Output the hybrid sweep text verbatim between "A hybrid sweep" and "are translation factor.", inclusive.

#### Document ####

A hybrid sweep is generated by two or more transformation on a plane curve For simultaneous rotation & translation,

$P(s, t)=\left[\begin{array}{cccc}{1} & {0} & {0} & {0} \\ {0} & {\cos 2 \pi s} & {-\sin 2 \pi s} & {0} \\ {0} & {\sin 2 \pi s} & {\cos 2 \pi s} & {0} \\ {0} & {0} & {0} & {1}\end{array}\right][P(t)]$

$\text { Where, } n 1, n 2, n 3$ are translation factor.

Q. A line segment $P(t)$ is defined by points $P_{0}(0,0,0), P_{1}(0,3,0)$ if is translated 10 units along. X-axis and simultaneously rotated about X-axis through 2$\pi$ . Find point on the surface at $t=0.25$ and $\theta=135^{\circ}$

Solution: Equation of Line,

$\begin{aligned} P(t) &=(1-t) P_{0}+t P_{1} \\ P_{x}(t) &=(1-t) 0+t(0) \\ &=0 \\ P_{y}(t) &=(1-t) 0+t(3) \\ &=3 t \\ P_{x}(t) &=0 \end{aligned}$

$P(s, t)=\left[\begin{array}{cccc}{1} & {0} & {0} & {10 s} \\ {0} & {\cos 2 \pi s} & {-\sin 2 \pi s} & {0} \\ {0} & {\sin 2 \pi s} & {\cos 2 \pi s} & {0} \\ {0} & {0} & {0} & {1}\end{array}\right]\left[\begin{array}{l}{0} \\ {3 t} \\ {0} \\ {1}\end{array}\right]$

$=\left[\begin{array}{c}{10 s} \\ {3 t \cos 2 \pi s} \\ {3 t \sin 2 \pi s} \\ {1}\end{array}\right]$

$P(s, t)=\left[\begin{array}{lll}{10 s} & {3 t \cos 2 \pi t} & {3 t \sin 2 \pi s]}\end{array}\right.$

At $t=0.25, \theta=2 \pi s=135^{\circ}$

$P(s, t)=\left[\begin{array}{ccc}{3.75} & {-0.53} & {0.53}\end{array}\right]$

#### Extracted records ####

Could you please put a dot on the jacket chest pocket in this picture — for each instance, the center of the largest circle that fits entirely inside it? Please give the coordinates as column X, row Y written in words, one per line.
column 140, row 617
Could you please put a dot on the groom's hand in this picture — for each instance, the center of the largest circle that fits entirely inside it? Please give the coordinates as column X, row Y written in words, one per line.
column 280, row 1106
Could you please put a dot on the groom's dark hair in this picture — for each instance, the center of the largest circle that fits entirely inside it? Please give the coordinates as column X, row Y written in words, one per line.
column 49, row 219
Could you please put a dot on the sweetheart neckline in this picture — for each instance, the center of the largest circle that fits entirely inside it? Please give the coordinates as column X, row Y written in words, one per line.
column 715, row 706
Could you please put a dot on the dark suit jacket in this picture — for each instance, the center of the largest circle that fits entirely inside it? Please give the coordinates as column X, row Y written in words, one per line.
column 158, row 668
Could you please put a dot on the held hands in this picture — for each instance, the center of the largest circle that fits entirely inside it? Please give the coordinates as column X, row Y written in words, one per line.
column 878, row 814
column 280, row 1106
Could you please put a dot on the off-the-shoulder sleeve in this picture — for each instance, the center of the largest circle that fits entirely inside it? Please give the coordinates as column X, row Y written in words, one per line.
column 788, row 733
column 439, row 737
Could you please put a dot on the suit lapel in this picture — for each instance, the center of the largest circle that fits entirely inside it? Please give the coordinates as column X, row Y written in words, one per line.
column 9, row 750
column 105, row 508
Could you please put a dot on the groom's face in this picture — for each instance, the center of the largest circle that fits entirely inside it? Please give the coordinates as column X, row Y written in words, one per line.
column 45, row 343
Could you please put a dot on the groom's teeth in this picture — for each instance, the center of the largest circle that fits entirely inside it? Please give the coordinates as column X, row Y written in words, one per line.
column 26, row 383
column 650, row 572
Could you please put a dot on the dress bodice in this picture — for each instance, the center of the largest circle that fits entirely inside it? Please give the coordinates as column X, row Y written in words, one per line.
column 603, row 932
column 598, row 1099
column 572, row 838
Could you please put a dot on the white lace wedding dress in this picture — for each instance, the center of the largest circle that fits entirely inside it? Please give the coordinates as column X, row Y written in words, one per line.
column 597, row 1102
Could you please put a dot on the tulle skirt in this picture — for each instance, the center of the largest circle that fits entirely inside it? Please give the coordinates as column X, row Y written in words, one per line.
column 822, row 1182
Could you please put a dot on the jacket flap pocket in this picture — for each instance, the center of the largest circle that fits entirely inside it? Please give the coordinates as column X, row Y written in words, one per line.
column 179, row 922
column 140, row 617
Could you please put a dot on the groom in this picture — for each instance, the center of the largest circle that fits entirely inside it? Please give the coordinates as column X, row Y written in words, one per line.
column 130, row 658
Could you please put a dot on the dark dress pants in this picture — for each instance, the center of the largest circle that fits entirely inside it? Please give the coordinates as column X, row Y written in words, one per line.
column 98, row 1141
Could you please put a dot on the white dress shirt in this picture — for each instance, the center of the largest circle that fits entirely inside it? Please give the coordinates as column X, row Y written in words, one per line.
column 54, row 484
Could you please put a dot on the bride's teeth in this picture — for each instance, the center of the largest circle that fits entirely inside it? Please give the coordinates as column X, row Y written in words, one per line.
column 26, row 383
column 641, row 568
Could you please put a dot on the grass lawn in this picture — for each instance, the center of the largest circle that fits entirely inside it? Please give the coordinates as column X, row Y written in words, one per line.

####

» **Task response**
A hybrid sweep is generated by two or more transformation on a plane curve For simultaneous rotation & translation,

$P(s, t)=\left[\begin{array}{cccc}{1} & {0} & {0} & {0} \\ {0} & {\cos 2 \pi s} & {-\sin 2 \pi s} & {0} \\ {0} & {\sin 2 \pi s} & {\cos 2 \pi s} & {0} \\ {0} & {0} & {0} & {1}\end{array}\right][P(t)]$

$\text { Where, } n 1, n 2, n 3$ are translation factor.